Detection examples
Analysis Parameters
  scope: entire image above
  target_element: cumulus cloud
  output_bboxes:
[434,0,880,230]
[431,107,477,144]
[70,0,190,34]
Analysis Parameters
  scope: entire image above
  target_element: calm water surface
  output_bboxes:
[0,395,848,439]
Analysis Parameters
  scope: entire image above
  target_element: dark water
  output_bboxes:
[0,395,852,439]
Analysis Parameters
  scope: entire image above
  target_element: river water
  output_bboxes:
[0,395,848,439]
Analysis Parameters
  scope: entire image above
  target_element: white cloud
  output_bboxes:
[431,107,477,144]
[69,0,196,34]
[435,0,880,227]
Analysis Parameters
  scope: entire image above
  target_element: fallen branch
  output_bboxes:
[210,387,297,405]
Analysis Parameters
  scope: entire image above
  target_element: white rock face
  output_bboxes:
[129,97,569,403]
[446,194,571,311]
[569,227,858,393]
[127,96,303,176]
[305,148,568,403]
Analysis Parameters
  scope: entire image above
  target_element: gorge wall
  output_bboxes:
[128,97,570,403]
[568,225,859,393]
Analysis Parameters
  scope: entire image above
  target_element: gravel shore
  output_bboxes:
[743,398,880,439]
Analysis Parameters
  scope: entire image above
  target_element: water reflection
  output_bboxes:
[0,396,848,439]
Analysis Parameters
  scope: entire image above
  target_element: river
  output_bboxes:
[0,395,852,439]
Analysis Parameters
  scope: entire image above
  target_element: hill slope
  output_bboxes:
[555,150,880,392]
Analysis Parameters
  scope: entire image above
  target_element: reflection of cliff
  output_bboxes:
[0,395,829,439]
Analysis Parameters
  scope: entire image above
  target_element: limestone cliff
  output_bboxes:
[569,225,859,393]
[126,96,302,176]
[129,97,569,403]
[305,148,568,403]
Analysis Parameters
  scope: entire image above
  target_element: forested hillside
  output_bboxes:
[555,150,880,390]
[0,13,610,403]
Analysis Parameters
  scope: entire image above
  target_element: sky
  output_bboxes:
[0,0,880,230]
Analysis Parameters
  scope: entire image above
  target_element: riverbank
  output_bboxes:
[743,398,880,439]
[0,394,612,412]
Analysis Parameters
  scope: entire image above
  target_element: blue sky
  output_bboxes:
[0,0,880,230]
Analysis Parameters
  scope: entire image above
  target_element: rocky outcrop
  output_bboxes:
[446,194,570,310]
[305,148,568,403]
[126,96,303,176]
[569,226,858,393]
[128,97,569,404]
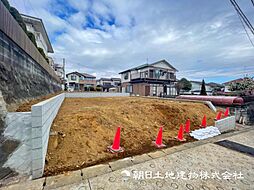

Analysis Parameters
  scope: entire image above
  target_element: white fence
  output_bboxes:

◆ Description of the task ◆
Go through the listing above and quote it exactly, apart from its images.

◆ Task answer ◆
Analysis Parameters
  scope: entire image above
  target_element: cumulus cloud
  output_bboxes:
[434,0,880,230]
[431,107,477,144]
[70,0,190,34]
Analysis Parameters
  scope: entire image above
  target_element: calm water surface
  output_bboxes:
[0,395,848,439]
Analysis Parameters
  scope: entire image above
  target_element: dark water
  output_bboxes:
[0,395,852,439]
Analysis Parameters
  scope: entire image above
  target_element: river water
  output_bboxes:
[0,395,848,439]
Analysis Parameters
  scope: entire image above
  target_element: white cloud
  output_bboxes:
[431,107,477,144]
[69,0,196,34]
[435,0,880,227]
Analysis Parameters
  scope: entire image above
  target_element: fallen branch
  output_bboxes:
[210,387,297,405]
Analysis Parameters
  scope: entire image above
  target_element: white rock face
  output_bboxes:
[129,97,569,403]
[446,194,571,311]
[569,227,858,393]
[127,96,303,176]
[305,148,568,403]
Analysis Parameters
  scope: entire image above
  target_element: gorge wall
  output_bboxes:
[128,97,570,403]
[568,225,859,393]
Analysis Parameters
  scope: entire image above
  target_element: gravel shore
  output_bboxes:
[743,398,880,439]
Analysis Parameters
  scope: entire image above
  target_element: water reflection
  output_bboxes:
[0,396,848,439]
Analysis Parameters
  scope: entire image above
  target_element: river
  output_bboxes:
[0,395,852,439]
Analysis Parameters
  scope: entire image above
  target_element: hill slope
  output_bboxes:
[555,150,880,392]
Analysis Parameters
  scope: entire image above
  target_element: reflection of cliff
  output_bboxes:
[0,395,829,439]
Analysis Parameters
  scope: entire image above
  target_element: limestone cliff
  output_bboxes:
[569,225,859,393]
[126,96,302,176]
[129,97,569,403]
[305,148,568,403]
Analysis Parameters
  scope: entire image above
  target_element: forested hillside
  output_bboxes:
[555,150,880,390]
[0,13,610,403]
Analysis Parameters
  scope: entire image above
  target_element: sky
  output_bboxes:
[0,0,880,230]
Analysis Parameters
  scope: entire image above
  target_element: riverbank
  output_bboxes:
[743,398,880,439]
[0,394,612,412]
Analysis Parameters
  scope: entire image above
  target_element: blue sky
  output_bboxes:
[0,0,880,230]
Analysis Parameters
  scope: entire image above
  target_element: rocky outcrop
  output_bboxes:
[446,194,570,310]
[305,148,568,403]
[126,96,303,176]
[569,226,858,393]
[128,97,569,404]

Analysis Parameters
  scope: entire image above
  target_element: white fence
  output_bboxes:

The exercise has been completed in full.